◆ Reading passage:
Democratic super PAC targets 10 GOP representatives

January 31, 2013

The top Democratic super PAC focused on the House of Representatives has picked its first set of targets for the 2014 cycle, assembling a list of vulnerable lawmakers the group will seek to weaken over the next year in order to lay the groundwork for a strong midterm challenge.

House Majority PAC will run off-year political programs in the districts of 10 GOP lawmakers it hopes to knock off in 2014, a strategist for the outside group told POLITICO. That means running ads on the airwaves and online, as well as working social networks and local media in advance of the general election.

The strategy reflects the long road Democrats face to retake the House. While they have a handful of inviting takeover opportunities, they would need to win some tougher, Republican-leaning districts to net the 17 seats needed to flip control of the chamber.

That means investing in districts well in advance of the summer of 2014, when campaign and outside-group spending will escalate dramatically.

◆ Given entries:
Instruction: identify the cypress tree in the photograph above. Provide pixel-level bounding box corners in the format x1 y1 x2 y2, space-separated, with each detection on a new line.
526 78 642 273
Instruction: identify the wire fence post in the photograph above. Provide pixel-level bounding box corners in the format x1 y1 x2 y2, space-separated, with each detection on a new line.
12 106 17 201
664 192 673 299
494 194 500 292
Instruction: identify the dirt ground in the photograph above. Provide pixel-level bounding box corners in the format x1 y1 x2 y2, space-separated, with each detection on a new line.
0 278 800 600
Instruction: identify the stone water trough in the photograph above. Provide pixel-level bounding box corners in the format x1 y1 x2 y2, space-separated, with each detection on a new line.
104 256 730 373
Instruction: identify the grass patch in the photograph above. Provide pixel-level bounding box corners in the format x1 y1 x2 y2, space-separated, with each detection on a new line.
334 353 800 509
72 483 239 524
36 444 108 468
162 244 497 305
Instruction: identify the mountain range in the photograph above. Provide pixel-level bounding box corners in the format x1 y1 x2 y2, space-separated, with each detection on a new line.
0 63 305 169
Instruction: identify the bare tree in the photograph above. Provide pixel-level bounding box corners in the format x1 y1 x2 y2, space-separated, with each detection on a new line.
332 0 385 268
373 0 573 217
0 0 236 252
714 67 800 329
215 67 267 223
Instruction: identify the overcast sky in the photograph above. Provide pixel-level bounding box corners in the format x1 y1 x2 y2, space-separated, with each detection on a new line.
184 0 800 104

◆ Work to be completed:
In the article about the Democratic super PAC, rewrite the passage starting with "The strategy reflects" and going on through "of the chamber.", replacing "Democrats" with "the party".

◆ Response to this exercise:
The strategy reflects the long road the party face to retake the House. While they have a handful of inviting takeover opportunities, they would need to win some tougher, Republican-leaning districts to net the 17 seats needed to flip control of the chamber.